#### [The input]
# # # # #

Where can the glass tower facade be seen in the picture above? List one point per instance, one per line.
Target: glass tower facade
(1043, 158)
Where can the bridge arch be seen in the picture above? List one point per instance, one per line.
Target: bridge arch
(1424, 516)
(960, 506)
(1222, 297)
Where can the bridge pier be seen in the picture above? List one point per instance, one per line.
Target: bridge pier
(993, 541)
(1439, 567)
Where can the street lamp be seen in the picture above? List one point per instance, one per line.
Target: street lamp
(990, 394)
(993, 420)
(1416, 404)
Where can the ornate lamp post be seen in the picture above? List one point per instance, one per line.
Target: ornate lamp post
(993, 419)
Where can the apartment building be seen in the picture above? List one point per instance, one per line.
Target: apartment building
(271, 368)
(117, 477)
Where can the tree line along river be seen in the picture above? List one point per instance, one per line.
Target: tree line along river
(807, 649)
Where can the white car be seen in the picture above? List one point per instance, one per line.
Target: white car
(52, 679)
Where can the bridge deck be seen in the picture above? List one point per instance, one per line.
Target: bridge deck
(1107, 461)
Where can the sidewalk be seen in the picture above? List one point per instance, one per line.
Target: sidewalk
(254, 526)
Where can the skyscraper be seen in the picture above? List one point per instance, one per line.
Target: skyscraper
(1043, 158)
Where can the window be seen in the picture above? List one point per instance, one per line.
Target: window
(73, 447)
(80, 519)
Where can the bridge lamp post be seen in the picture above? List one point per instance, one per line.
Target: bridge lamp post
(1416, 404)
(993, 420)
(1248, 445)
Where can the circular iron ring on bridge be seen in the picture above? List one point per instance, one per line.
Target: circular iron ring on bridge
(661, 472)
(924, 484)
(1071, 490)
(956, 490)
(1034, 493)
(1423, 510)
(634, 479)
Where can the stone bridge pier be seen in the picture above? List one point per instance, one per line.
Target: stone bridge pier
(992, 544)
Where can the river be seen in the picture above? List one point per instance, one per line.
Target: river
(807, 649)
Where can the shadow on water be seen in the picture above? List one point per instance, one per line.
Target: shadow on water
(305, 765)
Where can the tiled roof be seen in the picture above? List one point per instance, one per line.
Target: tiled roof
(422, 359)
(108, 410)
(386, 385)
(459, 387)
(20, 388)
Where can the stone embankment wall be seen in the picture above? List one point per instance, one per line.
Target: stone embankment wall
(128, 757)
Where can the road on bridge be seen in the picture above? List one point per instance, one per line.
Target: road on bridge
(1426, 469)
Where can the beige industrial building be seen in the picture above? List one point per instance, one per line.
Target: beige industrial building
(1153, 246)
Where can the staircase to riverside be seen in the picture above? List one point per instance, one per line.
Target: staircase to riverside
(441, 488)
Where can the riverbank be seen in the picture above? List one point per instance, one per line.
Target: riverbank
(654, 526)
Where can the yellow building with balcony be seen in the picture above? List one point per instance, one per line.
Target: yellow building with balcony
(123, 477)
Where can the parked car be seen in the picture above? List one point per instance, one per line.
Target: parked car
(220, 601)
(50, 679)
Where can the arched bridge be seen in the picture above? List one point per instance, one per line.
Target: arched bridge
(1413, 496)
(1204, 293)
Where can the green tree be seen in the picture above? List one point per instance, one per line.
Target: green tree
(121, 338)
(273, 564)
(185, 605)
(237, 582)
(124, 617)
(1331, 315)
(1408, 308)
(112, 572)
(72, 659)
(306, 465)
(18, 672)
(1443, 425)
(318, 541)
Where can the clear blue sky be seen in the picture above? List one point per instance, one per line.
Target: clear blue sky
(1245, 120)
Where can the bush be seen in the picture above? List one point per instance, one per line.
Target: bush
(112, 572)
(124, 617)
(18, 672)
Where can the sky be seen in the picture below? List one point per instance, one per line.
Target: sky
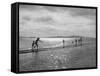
(48, 21)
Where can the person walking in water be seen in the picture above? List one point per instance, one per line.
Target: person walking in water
(33, 46)
(63, 43)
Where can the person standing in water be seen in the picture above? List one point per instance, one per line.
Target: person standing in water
(35, 44)
(63, 43)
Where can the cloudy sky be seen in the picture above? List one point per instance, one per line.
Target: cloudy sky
(47, 21)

# # # # #

Please copy word for word everything in the rows above from the line containing "Where can the arched" down through the line containing "(1204, 293)", both included.

#### [Output for this task]
Where can the arched bridge be seen in the picture above? List one point per instance, one per line.
Target: arched bridge
(1413, 496)
(1204, 293)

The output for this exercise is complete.